MATERIAL SHOWN =
▬▬▬▬▬▬▬▬▬▬
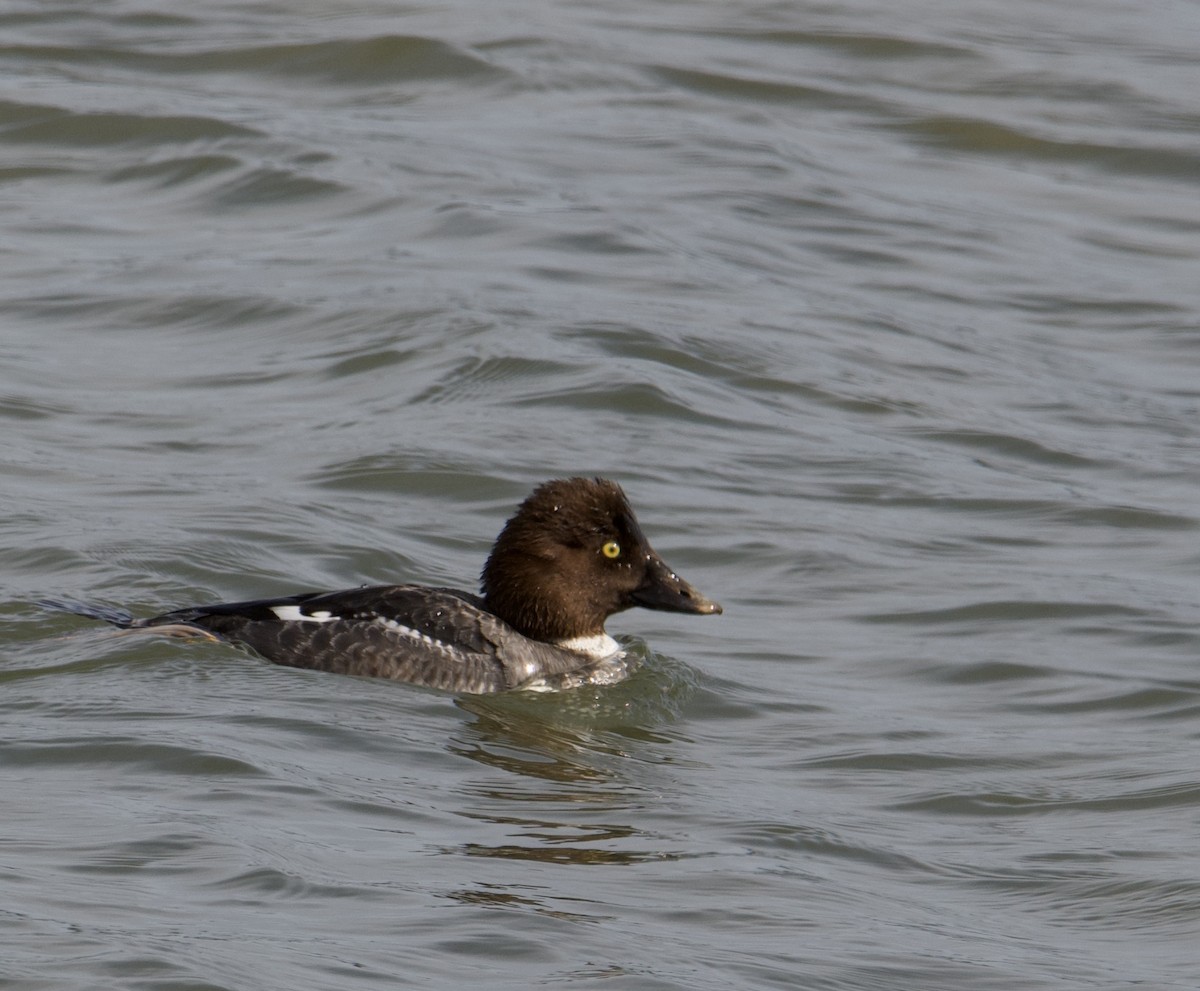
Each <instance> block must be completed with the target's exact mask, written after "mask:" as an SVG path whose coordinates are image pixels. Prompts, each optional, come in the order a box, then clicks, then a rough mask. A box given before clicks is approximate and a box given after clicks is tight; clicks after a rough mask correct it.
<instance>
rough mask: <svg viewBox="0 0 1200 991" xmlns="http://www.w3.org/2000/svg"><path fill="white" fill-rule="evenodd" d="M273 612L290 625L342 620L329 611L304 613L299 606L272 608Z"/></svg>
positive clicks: (290, 606)
mask: <svg viewBox="0 0 1200 991" xmlns="http://www.w3.org/2000/svg"><path fill="white" fill-rule="evenodd" d="M271 612H272V613H275V614H276V615H277V617H278V618H280V619H282V620H284V621H288V623H330V621H332V620H335V619H340V617H336V615H334V614H332V613H331V612H329V609H318V611H317V612H314V613H302V612H300V607H299V606H271Z"/></svg>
▬▬▬▬▬▬▬▬▬▬
PROBLEM DETAILS = Could you transcribe exactly the lines from the start of the records through the line containing "rough mask: <svg", both ends included, leaving the pictures out?

YOUR SOLUTION =
Each <instance> block must be completed with the target's exact mask, written after "mask:" as an SVG path whose coordinates are image pixels. Prompts, each optional, come in the order a box, then clicks, then a rough mask. A box given before clicks is approximate and a box given after clicks is tight; clicks after a rough mask correct it.
<instance>
rough mask: <svg viewBox="0 0 1200 991" xmlns="http://www.w3.org/2000/svg"><path fill="white" fill-rule="evenodd" d="M273 612L290 625L342 620L329 611L304 613L299 606L272 608Z"/></svg>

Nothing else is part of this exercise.